* **WHAT YOU HAVE TO DO**:
Can you recast all the entries below as a JSON list of strings, one string per line, with blank lines dropped?

* **PROVIDED INFORMATION**:
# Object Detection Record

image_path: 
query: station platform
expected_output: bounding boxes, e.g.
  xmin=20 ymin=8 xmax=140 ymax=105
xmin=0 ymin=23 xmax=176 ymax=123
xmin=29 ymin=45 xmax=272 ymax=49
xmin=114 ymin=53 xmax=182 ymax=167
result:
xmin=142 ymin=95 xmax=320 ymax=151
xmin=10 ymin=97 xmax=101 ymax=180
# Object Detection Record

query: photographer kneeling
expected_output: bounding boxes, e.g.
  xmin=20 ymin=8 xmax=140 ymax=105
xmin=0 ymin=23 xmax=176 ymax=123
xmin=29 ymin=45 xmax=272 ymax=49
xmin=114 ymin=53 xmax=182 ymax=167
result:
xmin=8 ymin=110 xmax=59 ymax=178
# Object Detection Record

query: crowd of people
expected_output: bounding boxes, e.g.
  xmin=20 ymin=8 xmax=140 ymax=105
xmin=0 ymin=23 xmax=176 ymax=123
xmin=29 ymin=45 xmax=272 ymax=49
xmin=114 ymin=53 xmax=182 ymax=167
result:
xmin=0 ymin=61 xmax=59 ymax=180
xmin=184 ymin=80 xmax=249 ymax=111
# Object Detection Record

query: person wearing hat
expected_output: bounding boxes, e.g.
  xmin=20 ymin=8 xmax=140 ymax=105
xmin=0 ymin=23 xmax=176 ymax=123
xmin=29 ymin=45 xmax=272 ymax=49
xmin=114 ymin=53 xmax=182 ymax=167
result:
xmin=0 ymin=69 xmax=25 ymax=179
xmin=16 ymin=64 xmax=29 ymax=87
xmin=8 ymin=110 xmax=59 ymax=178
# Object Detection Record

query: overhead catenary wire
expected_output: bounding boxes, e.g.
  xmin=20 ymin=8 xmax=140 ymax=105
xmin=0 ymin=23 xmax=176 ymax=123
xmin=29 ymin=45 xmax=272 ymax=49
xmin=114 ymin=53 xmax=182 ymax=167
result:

* **THE COMPLETED TASK**:
[
  "# Object Detection Record",
  "image_path: ",
  "query: station platform",
  "expected_output: bounding boxes, e.g.",
  "  xmin=20 ymin=8 xmax=140 ymax=105",
  "xmin=0 ymin=23 xmax=176 ymax=123",
  "xmin=29 ymin=45 xmax=272 ymax=49",
  "xmin=114 ymin=53 xmax=182 ymax=167",
  "result:",
  "xmin=142 ymin=95 xmax=320 ymax=151",
  "xmin=10 ymin=97 xmax=101 ymax=180",
  "# Object Detection Record",
  "query: photographer kneeling",
  "expected_output: bounding boxes, e.g.",
  "  xmin=20 ymin=8 xmax=140 ymax=105",
  "xmin=0 ymin=23 xmax=176 ymax=123",
  "xmin=29 ymin=45 xmax=272 ymax=49",
  "xmin=114 ymin=53 xmax=182 ymax=167",
  "result:",
  "xmin=8 ymin=110 xmax=59 ymax=178",
  "# Object Detection Record",
  "query: crowd of people",
  "expected_output: bounding boxes, e.g.",
  "  xmin=20 ymin=8 xmax=140 ymax=105",
  "xmin=0 ymin=23 xmax=176 ymax=123",
  "xmin=29 ymin=45 xmax=272 ymax=49",
  "xmin=114 ymin=53 xmax=182 ymax=167",
  "result:",
  "xmin=0 ymin=61 xmax=59 ymax=180",
  "xmin=184 ymin=80 xmax=249 ymax=111",
  "# Object Detection Record",
  "query: person wearing hat",
  "expected_output: bounding boxes, e.g.",
  "  xmin=20 ymin=8 xmax=140 ymax=105",
  "xmin=0 ymin=23 xmax=176 ymax=123",
  "xmin=29 ymin=45 xmax=272 ymax=49",
  "xmin=114 ymin=53 xmax=182 ymax=167",
  "result:",
  "xmin=0 ymin=69 xmax=25 ymax=179",
  "xmin=16 ymin=64 xmax=29 ymax=87",
  "xmin=8 ymin=110 xmax=59 ymax=178",
  "# Object Detection Record",
  "query: overhead catenary wire",
  "expected_output: bounding boxes, e.g.",
  "  xmin=20 ymin=8 xmax=140 ymax=105",
  "xmin=0 ymin=23 xmax=176 ymax=123",
  "xmin=29 ymin=45 xmax=272 ymax=49",
  "xmin=114 ymin=53 xmax=182 ymax=167",
  "result:"
]